====== TEXTAUSZUG

Doch wer jetzt um die Ecke kommt mit: „Die dumme Jugend! Die sind ja auch zu faul, sich gescheit zu informieren“, kann mit diesem Boomertake gleich die Tasche packen. Denn die älteren Generationen mit ihren treuen Telegram-Gruppen und reißerischen Facebook-Posts könnten von einem besseren Factchecking auch profitieren. Wahrscheinlich sogar mehr als wir, die jüngere Generation.
Und doch: Als Generation, die mit den sozialen Medien aufgewachsen ist, müssen wir selbst aktiv werden. Denn niemand anderes wird es für uns tun. Wir können nicht warten, bis die Boomer in der Politik sich des Problems annehmen. Wir sind die, die am besten wissen, wie wir uns in den sozialen Netzwerken bewegen können. Also sollten wir auch davon Gebrauch machen.
Es ist keine neue Einsicht, dass sich junge Leute anders informieren als ältere. Statt Sonntagszeitungen zu lesen, beschäftigen wir uns über die sozialen Medien mit Nachrichten und gesellschaftspolitischen Themen. Der bunte Instagram-Post ist nun mal einfacher erreichbar und leichter zu verstehen als der mit Fachwörtern beladene Bericht. Aber fürs Factchecking bleibt entweder keine Zeit, oder man weiß nicht, wo man anfangen soll.
Informatik-Ein-Mal-Eins statt Medienkunde
In einer Eurobarometer-Befragung waren fast drei Viertel der 16- bis 30-Jährigen davon überzeugt, in der vergangenen Woche mit Falschnachrichten konfrontiert gewesen zu sein. Doch wenn sie diese Fake News schlecht erkennen, sind sie daran nicht nur selbst schuld. Der entscheidende Begriff hier heißt Medienkompetenz.
An vielen Schulen in Deutschland wird das Unterrichtsfach Medienkunde oder Medienkompetenz unterrichtet. Fatal ist nur, dass oft nicht der kritische Umgang mit Nachrichten im Netz und in den sozialen Medien auf dem Lehrplan stehen, sondern lediglich ein Informatik-Einmaleins. In meinem Gymnasium, einer dem Verfall nahen Schule, ist noch nicht mal das drin. Der Unterricht beschränkte sich auf das Erstellen von Excel-Tabellen.
So bleibt Medienkompetenz an deutschen Schulen ein Fremdwort. Vor sieben Jahren entschied die Kultusministerkonferenz, dass Digitalkompetenz in allen Schulfächern eine Rolle spielen soll. Doch in diesen sieben Jahre hat sich wenig getan.

============

__AUFGABEN__.
**a.** Stimmen diese Aussagen mit dem Textauszug über Medienkompetenz überein? (i) Fast drei Viertel der 16- bis 30-Jährigen glaubten, in der Vorwoche auf Falschnachrichten gestoßen zu sein. (ii) Der Unterricht an der im Text beschriebenen Schule bestand hauptsächlich aus Programmieren. (iii) Die Kultusministerkonferenz fasste ihren Beschluss zur Digitalkompetenz vor zehn Jahren. Antworte jeweils mit Ja oder Nein und zitiere die entscheidenden Worte des Textes.
**b.** Führe den Textauszug über Medienkompetenz an Schulen nach seinem letzten Satz weiter.

====== ANGEZEIGTE DATEN

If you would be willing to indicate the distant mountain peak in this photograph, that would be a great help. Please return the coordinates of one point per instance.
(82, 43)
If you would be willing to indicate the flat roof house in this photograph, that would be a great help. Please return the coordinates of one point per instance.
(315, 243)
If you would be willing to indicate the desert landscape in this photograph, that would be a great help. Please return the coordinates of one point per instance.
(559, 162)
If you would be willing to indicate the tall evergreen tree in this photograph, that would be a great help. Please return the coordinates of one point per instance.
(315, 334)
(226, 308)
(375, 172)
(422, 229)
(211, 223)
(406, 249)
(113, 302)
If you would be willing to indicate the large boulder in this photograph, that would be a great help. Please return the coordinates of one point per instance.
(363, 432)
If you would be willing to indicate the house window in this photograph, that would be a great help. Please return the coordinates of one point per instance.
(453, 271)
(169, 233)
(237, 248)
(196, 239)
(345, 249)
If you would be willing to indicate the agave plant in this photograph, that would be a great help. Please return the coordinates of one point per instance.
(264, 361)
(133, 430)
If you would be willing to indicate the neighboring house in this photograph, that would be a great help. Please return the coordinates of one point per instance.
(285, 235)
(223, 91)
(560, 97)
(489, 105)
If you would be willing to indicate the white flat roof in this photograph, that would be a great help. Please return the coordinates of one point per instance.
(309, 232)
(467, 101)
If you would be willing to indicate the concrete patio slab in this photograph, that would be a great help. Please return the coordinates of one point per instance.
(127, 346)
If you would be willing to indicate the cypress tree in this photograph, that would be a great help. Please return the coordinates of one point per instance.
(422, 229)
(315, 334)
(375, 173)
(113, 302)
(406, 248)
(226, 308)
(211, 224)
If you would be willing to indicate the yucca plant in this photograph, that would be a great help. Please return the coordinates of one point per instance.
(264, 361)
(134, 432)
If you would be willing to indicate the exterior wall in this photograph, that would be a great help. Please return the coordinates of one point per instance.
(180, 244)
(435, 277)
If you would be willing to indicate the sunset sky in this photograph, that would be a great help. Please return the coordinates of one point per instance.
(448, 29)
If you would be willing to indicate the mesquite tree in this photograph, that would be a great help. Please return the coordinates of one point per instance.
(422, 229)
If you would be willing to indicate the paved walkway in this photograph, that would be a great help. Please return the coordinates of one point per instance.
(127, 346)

============
====== ANGEZEIGTE DATEN

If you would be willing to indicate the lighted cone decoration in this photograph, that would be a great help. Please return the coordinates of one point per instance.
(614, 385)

============

__ERGEBNISSE__.
**a.**
(i) Ja: „fast drei Viertel der 16- bis 30-Jährigen davon überzeugt, in der vergangenen Woche mit Falschnachrichten konfrontiert gewesen zu sein“
(ii) Nein: „Der Unterricht beschränkte sich auf das Erstellen von Excel-Tabellen.“
(iii) Nein: „Vor sieben Jahren entschied die Kultusministerkonferenz“

**b.**
Für die Bundesländer scheint Bildung nicht an oberster Stelle zu stehen, was dazu führt, dass die Lehrkräfte gar nicht erst die Mittel bekommen, den Schüler:innen einen richtigen Umgang mit Falschinformationen beizubringen. Es fehlt die Zeit, die Ausstattung und seitens der Lehrkräfte oft auch einfach das Interesse, sich mit den sozialen Medien zu befassen.
Die Konsequenzen müssen die Kinder und Jugendlichen ausbaden, die im Spinnennetz der sozialen Medien immer weniger wissen, was Wahrheit und was Lüge ist. Die Verantwortung einfach nur auf die jungen Leute abzuwälzen, ist also auch der falsche Schritt. Es braucht bessere Regulierungen und mehr Medienbildung. Schuldzuschreibungen dagegen werden jungen Menschen nicht helfen, in der Nachrichtenflut über Wasser zu bleiben.
Wir können nicht warten
Doch meine Generation kann es sich nicht leisten zu warten, bis sich die Politik für uns interessiert, bis sie für vernünftiges Factchecking sorgt oder für Medienkompetenzkurse in der Schule.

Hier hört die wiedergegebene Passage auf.